▸ DIRECTIONS FOR THIS TASK: From the line containing "# identify a point on every instance of the concrete patio" to the last line of the records, please reproduce every line exactly and nothing more.

▸ DATASET RECORDS:
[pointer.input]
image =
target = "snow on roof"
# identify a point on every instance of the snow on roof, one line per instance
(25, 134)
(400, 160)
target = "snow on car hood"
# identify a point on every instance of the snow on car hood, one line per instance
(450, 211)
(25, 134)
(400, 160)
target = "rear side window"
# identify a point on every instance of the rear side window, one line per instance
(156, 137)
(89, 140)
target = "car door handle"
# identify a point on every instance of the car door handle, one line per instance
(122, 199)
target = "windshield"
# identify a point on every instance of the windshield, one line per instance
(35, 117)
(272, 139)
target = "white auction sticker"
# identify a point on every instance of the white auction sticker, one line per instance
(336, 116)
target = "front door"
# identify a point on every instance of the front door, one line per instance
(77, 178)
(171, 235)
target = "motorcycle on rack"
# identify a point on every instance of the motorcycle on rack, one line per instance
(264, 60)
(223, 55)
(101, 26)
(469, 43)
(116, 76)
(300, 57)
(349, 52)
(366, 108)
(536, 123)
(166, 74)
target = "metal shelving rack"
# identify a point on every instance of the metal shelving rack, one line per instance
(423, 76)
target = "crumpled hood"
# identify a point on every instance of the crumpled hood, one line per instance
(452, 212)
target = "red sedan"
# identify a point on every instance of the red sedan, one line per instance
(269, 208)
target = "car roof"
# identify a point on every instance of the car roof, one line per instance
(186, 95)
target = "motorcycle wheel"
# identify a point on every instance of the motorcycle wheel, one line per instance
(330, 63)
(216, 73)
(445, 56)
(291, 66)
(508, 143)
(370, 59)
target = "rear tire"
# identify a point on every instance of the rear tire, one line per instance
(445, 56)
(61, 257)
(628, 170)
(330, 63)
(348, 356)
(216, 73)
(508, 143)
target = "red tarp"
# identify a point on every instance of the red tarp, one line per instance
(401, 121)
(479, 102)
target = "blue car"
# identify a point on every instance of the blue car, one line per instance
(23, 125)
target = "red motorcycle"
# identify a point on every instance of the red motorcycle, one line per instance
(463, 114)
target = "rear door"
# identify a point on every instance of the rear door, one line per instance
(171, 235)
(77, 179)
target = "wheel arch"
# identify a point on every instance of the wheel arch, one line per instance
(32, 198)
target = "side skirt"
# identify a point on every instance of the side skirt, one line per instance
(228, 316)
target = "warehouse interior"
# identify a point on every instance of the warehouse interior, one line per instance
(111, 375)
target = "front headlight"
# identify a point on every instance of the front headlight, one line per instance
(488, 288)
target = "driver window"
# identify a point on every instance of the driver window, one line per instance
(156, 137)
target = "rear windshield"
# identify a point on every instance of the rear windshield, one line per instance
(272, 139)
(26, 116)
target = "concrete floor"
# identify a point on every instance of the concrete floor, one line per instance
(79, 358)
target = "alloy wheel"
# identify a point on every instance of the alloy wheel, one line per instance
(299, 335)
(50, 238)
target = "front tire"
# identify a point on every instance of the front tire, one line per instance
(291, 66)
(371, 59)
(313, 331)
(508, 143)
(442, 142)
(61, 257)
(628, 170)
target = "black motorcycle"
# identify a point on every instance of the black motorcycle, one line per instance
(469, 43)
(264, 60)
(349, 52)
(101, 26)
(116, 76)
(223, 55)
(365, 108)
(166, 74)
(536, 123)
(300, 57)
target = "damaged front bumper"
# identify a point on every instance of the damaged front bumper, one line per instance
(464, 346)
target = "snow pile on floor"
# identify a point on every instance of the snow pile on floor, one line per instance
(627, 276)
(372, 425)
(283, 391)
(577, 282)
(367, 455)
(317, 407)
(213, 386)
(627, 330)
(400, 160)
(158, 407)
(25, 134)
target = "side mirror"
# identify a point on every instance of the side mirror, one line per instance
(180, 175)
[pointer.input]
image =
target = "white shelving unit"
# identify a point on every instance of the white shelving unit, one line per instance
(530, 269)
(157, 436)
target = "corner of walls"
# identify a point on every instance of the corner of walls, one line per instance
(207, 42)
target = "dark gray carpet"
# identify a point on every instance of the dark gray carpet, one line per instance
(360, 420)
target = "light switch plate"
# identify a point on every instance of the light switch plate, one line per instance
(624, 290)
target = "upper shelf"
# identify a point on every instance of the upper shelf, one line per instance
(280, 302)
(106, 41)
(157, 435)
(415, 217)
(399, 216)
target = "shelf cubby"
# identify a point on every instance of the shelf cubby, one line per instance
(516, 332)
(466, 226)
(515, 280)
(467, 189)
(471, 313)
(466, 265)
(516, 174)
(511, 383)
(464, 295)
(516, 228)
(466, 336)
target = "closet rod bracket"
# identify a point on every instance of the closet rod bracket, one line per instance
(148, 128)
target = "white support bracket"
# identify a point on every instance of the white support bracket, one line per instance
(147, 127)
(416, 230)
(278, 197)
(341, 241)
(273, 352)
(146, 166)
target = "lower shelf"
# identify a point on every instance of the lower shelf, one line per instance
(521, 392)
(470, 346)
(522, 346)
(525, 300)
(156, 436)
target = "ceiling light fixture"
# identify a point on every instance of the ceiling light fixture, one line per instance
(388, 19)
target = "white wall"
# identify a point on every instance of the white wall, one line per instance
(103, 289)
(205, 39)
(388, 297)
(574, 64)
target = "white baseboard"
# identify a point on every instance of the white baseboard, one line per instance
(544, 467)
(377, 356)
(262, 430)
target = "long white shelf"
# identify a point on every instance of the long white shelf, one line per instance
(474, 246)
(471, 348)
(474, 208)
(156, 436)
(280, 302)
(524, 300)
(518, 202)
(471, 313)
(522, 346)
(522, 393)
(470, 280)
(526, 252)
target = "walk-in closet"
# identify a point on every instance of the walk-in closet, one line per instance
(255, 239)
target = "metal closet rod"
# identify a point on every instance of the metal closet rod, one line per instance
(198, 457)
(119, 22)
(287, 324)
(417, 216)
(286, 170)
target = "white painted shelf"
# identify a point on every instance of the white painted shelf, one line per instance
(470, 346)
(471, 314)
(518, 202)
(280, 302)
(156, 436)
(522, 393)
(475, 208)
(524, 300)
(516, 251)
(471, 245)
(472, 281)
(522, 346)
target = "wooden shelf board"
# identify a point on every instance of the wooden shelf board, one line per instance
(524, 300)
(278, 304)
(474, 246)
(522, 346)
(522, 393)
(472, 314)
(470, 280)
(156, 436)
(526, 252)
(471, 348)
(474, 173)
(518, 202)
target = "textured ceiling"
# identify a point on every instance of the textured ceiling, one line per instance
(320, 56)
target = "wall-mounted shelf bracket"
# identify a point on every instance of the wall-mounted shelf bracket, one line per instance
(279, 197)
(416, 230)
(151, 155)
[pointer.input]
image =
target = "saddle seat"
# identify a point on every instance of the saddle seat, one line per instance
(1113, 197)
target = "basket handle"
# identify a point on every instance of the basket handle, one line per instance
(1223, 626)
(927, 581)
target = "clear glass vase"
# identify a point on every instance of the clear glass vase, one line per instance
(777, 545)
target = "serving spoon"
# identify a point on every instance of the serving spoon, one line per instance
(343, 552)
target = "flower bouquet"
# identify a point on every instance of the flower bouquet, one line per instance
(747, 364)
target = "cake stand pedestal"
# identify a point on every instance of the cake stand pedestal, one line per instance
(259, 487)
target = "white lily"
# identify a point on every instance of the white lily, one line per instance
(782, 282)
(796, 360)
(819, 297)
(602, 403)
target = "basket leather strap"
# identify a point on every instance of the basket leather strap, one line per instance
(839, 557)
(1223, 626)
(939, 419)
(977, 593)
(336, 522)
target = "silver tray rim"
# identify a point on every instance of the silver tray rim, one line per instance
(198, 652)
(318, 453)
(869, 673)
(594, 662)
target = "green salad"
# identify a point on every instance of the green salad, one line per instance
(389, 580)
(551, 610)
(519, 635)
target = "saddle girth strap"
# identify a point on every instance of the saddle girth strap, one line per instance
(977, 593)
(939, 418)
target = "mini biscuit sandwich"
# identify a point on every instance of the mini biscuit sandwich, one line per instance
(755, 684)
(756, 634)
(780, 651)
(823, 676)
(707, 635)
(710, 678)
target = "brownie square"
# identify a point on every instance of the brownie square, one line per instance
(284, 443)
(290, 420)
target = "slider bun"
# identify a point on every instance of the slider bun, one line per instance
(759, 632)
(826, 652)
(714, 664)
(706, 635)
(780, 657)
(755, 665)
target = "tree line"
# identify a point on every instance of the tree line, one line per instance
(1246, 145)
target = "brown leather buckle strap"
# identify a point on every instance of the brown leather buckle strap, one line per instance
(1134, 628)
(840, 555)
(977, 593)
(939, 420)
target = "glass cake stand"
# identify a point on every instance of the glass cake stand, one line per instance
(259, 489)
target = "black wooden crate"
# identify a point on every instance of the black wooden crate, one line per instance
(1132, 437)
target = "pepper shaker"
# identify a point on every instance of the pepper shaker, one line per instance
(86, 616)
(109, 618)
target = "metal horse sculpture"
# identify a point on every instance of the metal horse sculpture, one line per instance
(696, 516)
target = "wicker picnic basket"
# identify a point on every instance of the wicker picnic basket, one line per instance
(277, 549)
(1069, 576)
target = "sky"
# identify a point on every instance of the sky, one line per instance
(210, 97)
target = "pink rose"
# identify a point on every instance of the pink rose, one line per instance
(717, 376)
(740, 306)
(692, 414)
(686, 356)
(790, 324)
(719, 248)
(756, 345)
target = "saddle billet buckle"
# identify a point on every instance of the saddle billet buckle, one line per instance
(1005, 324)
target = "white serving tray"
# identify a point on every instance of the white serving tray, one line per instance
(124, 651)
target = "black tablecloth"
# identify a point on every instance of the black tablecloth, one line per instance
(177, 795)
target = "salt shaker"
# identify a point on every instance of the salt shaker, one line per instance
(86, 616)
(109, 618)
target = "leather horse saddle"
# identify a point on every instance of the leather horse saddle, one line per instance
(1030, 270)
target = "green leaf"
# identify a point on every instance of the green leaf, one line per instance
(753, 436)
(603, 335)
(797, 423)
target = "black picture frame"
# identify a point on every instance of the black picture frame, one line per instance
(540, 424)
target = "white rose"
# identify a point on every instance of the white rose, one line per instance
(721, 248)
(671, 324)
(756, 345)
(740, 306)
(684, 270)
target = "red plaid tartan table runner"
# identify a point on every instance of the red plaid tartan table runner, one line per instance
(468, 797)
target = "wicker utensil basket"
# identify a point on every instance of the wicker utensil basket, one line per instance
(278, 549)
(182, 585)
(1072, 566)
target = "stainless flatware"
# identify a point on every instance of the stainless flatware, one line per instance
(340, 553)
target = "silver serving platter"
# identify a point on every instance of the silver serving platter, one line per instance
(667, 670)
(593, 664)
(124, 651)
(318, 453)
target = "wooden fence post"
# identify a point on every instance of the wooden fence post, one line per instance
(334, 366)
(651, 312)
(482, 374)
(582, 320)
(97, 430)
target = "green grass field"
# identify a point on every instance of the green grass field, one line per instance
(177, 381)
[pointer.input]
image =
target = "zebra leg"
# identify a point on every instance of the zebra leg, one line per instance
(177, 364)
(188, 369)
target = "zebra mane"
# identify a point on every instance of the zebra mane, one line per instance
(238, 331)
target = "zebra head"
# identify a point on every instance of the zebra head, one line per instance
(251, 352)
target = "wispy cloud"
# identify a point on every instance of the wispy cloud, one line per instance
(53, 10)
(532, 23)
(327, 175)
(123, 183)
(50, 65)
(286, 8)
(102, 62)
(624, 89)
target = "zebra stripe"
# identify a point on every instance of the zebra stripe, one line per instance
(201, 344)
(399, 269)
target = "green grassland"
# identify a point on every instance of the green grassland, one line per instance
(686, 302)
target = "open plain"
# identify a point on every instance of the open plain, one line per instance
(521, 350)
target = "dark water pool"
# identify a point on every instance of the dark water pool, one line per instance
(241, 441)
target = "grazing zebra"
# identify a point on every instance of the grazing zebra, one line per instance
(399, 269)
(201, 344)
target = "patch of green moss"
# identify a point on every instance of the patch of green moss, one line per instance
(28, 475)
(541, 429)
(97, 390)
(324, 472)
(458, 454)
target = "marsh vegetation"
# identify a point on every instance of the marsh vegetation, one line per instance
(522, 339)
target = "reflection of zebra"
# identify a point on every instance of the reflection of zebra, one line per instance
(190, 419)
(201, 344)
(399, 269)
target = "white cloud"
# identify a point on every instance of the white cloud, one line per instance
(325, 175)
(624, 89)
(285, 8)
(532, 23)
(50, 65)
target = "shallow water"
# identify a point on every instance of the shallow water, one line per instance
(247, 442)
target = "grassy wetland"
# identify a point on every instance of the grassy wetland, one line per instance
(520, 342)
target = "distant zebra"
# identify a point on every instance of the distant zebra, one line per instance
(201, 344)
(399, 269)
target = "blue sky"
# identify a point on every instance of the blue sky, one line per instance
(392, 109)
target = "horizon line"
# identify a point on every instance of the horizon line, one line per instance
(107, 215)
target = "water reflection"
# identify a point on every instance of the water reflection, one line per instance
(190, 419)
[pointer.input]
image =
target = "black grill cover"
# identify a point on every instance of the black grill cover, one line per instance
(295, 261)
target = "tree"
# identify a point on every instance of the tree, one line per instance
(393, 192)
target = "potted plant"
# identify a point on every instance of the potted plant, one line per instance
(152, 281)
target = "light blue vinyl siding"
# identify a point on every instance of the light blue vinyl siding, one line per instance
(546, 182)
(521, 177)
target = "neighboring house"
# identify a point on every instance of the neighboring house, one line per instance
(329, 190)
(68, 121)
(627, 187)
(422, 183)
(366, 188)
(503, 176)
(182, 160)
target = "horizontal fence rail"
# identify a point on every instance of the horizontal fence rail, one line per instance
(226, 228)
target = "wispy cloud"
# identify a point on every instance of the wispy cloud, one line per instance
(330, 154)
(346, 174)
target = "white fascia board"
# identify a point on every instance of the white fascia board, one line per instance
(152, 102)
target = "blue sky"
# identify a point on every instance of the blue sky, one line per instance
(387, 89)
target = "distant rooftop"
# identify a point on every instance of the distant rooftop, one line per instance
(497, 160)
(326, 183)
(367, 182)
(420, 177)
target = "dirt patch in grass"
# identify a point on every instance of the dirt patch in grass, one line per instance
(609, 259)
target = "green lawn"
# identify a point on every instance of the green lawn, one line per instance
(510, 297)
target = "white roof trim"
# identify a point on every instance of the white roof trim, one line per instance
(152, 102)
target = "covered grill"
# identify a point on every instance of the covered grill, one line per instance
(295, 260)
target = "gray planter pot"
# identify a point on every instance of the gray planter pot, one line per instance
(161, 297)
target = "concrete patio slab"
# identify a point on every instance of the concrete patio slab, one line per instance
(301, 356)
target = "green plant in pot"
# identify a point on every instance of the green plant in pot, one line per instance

▸ REPLY:
# identify a point on every instance of the concrete patio slab, one line per instance
(301, 356)
target = "green plant in pot"
# identify a point on every instance of the green plant in pot, one line per instance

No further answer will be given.